● **Set exercise 1**
Pick out each line of the records that contains the word "pool", and copy those lines.

● **Source excerpt**
This reduction in error occurs because each assessment 
point at or near a student’s ability level can add some 
reliability to the overall measure. 

Standard error was calculated for each student, as 
shown in column 5 of Table 1. Error is also reported in 
logits and corresponds with each different student 
measure. Thus, error can be added and subtracted from 
each measure to yield a range in which each student's 
measure falls. For example, examinee #13's measure 
would fall between 2.34 and 4.50. Notice that extreme 
measures such as those of examinee #18 and examinee 
#25 have the greatest error due to the smaller number of 
items represented at the extremes. 

In addition to error, accuracy can be examined with 
respect to the likelihood that a student’s responses tend to 
fit with expectations. These expectations are based on the 
difficulty levels among items and the patterns of responses 
by students at the various item difficulty levels. For 
instance, we expect the high scoring students to usually 


perform well on the easiest items. Similarly, we expect the 
low scoring students to typically perform less well than 
high scoring students on the most difficult items.

● **Provided entries**
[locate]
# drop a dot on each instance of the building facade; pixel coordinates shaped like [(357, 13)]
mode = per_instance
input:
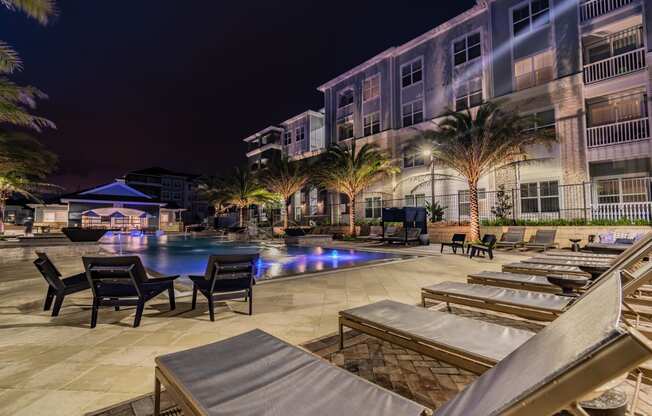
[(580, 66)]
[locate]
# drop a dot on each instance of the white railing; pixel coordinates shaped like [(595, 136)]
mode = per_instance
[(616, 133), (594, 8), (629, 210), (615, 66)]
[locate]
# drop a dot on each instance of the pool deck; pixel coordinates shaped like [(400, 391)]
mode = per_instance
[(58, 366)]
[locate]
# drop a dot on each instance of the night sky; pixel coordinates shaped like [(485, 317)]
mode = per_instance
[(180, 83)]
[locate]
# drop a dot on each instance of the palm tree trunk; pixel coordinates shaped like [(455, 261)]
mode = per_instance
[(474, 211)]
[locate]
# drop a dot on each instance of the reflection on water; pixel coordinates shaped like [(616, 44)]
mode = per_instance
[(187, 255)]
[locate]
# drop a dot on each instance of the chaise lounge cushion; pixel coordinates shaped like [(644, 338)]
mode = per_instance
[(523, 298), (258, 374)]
* * *
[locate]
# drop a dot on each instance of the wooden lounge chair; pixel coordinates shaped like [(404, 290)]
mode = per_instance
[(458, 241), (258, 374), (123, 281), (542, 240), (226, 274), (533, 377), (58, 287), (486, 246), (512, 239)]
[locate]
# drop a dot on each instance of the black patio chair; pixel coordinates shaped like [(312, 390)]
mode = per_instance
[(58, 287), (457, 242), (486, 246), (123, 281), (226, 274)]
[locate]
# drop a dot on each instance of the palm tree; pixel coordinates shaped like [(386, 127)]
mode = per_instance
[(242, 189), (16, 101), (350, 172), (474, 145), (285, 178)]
...
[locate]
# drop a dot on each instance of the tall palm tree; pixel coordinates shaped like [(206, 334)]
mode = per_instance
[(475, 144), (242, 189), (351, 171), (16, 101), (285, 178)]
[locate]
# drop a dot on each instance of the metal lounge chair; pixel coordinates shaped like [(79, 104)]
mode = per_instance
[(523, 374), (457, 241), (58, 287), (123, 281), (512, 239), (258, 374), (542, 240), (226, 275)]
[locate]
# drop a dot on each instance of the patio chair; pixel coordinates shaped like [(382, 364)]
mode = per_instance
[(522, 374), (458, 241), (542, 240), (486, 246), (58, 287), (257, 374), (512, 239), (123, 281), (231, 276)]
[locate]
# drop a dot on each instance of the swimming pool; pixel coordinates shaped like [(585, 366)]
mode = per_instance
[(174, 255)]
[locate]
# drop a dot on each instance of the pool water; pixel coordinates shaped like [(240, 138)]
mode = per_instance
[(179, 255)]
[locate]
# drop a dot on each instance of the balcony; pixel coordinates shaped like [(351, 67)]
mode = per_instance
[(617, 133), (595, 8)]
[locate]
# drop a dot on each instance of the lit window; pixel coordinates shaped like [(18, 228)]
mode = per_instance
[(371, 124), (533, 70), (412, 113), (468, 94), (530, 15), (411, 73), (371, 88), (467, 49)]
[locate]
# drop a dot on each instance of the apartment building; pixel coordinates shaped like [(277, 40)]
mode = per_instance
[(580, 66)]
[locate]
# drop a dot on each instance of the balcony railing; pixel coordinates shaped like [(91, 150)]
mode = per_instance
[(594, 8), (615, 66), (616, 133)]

● **Set exercise 2**
Repeat word for word the part of the passage on measurement error starting with "Standard error was" and going on through "at the extremes.".

● **Exercise result 1**
# drop a dot on each instance of the pool deck; pixel coordinates shaped like [(400, 391)]
# drop a dot on each instance of the swimming pool; pixel coordinates shaped like [(585, 366)]
# drop a dot on each instance of the pool water; pixel coordinates shaped like [(240, 138)]

● **Exercise result 2**
Standard error was calculated for each student, as 
shown in column 5 of Table 1. Error is also reported in 
logits and corresponds with each different student 
measure. Thus, error can be added and subtracted from 
each measure to yield a range in which each student's 
measure falls. For example, examinee #13's measure 
would fall between 2.34 and 4.50. Notice that extreme 
measures such as those of examinee #18 and examinee 
#25 have the greatest error due to the smaller number of 
items represented at the extremes.